### [TASK DETAILS]
Extract each line of the records below that contains the word "white".

### [PROVIDED DATA]
* START *

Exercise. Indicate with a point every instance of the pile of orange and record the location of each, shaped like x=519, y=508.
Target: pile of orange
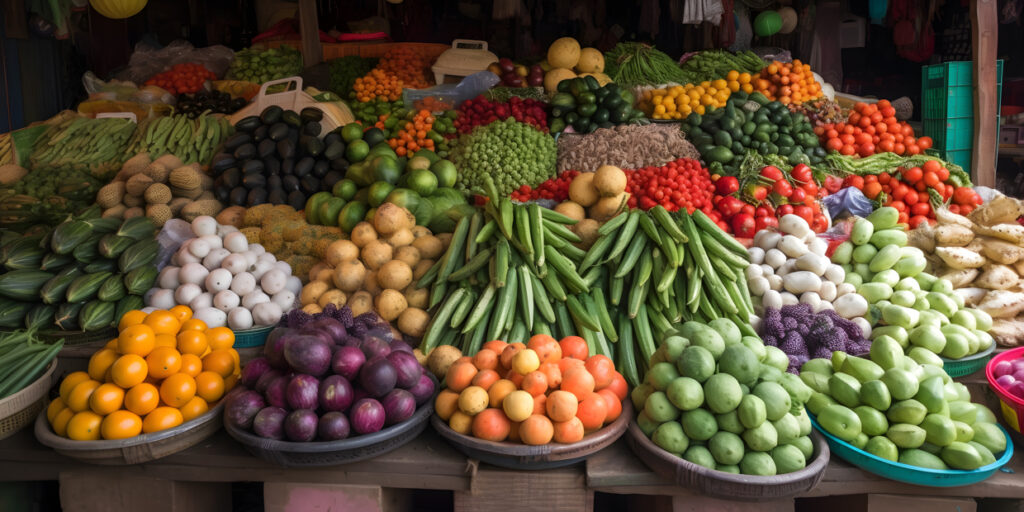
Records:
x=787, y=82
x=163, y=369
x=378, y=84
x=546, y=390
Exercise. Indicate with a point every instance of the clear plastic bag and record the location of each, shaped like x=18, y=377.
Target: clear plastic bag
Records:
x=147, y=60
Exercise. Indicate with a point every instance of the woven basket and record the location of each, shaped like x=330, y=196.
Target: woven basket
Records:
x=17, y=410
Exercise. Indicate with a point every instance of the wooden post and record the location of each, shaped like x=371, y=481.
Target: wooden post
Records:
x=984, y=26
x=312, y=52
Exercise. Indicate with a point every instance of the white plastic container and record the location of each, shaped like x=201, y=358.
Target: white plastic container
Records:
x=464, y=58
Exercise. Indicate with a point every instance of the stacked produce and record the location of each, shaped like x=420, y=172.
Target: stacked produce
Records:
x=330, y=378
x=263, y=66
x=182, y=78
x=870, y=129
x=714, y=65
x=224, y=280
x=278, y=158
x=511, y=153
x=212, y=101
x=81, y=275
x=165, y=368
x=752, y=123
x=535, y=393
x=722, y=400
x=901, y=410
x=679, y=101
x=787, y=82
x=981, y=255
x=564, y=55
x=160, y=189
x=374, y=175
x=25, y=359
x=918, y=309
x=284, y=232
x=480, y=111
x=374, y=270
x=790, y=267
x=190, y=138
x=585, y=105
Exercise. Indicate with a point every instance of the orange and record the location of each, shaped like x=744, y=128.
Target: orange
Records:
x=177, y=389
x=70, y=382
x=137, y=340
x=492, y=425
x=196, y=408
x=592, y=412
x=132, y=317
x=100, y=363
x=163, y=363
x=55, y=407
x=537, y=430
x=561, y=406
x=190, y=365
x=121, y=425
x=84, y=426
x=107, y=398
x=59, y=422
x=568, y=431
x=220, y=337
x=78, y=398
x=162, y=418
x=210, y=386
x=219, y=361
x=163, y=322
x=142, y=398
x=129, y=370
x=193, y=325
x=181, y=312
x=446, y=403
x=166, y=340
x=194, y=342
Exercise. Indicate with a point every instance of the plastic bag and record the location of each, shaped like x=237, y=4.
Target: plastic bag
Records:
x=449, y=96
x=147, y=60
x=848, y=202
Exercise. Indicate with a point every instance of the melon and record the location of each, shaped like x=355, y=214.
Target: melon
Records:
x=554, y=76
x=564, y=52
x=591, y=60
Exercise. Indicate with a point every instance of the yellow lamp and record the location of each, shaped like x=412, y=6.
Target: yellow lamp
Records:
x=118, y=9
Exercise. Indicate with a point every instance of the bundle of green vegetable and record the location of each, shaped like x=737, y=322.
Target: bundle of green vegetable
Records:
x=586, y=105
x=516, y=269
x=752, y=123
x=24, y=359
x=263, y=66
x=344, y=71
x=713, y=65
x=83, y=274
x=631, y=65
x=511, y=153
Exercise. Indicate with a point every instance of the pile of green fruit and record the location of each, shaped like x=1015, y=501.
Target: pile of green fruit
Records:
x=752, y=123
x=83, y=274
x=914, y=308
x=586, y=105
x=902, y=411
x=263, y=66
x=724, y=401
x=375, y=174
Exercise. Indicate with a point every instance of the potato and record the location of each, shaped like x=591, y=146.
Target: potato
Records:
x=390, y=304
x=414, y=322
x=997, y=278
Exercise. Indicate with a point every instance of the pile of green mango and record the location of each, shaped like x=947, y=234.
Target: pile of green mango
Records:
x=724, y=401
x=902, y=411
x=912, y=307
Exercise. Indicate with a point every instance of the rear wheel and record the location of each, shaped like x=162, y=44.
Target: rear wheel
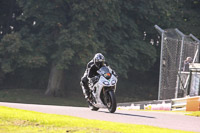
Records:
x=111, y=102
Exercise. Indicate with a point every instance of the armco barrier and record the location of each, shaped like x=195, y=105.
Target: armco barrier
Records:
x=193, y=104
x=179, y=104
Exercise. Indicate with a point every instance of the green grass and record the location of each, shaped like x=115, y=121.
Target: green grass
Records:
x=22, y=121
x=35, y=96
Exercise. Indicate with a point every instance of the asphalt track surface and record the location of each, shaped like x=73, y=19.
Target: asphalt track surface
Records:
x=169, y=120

* END *
* START *

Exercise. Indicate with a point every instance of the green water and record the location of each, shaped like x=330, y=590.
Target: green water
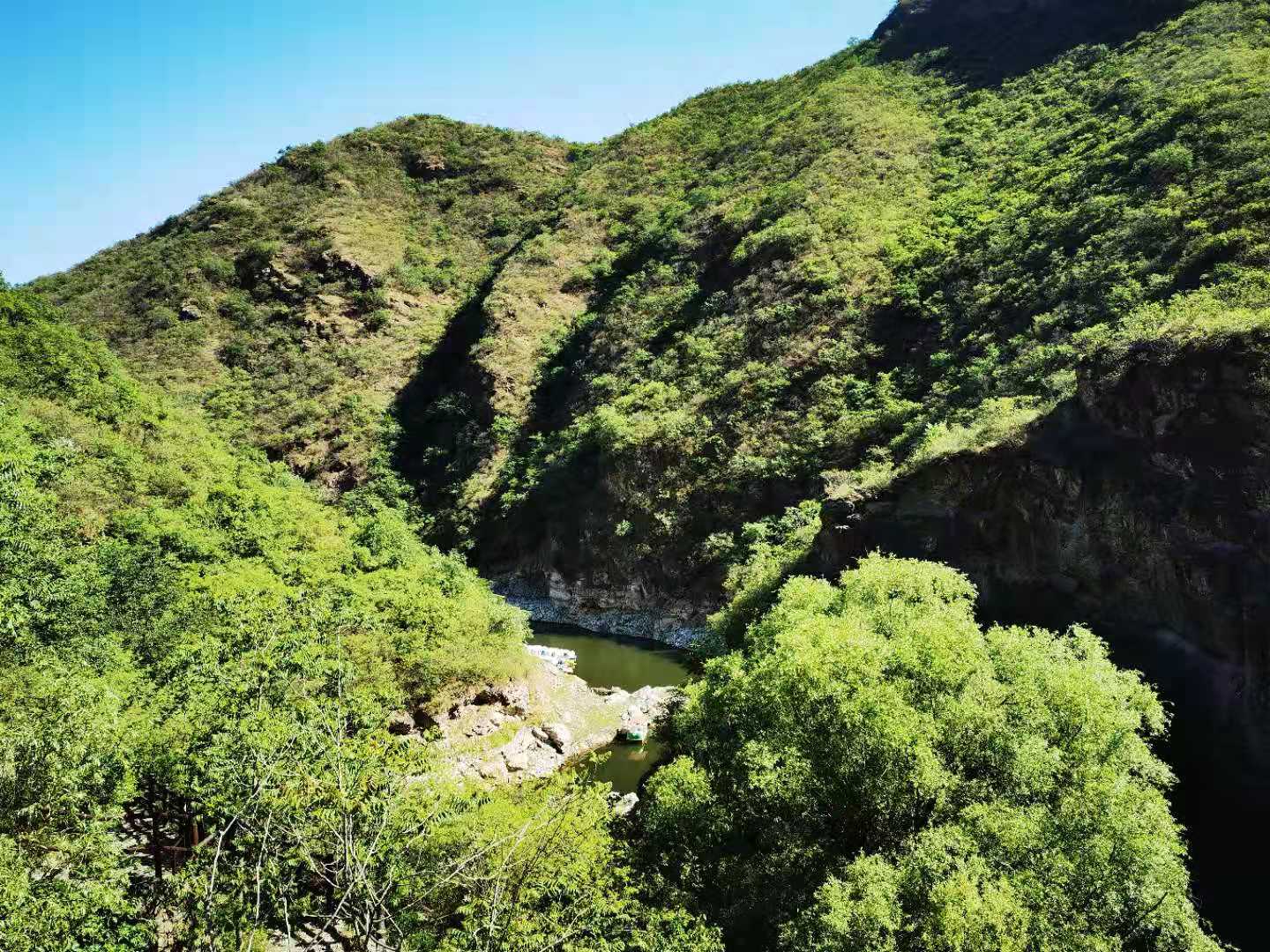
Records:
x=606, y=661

* END *

### [CORRECT OUTPUT]
Exercise. Indicate with a point every instance of the white plastic container and record the location of each, shaped like x=201, y=358.
Target: white plastic container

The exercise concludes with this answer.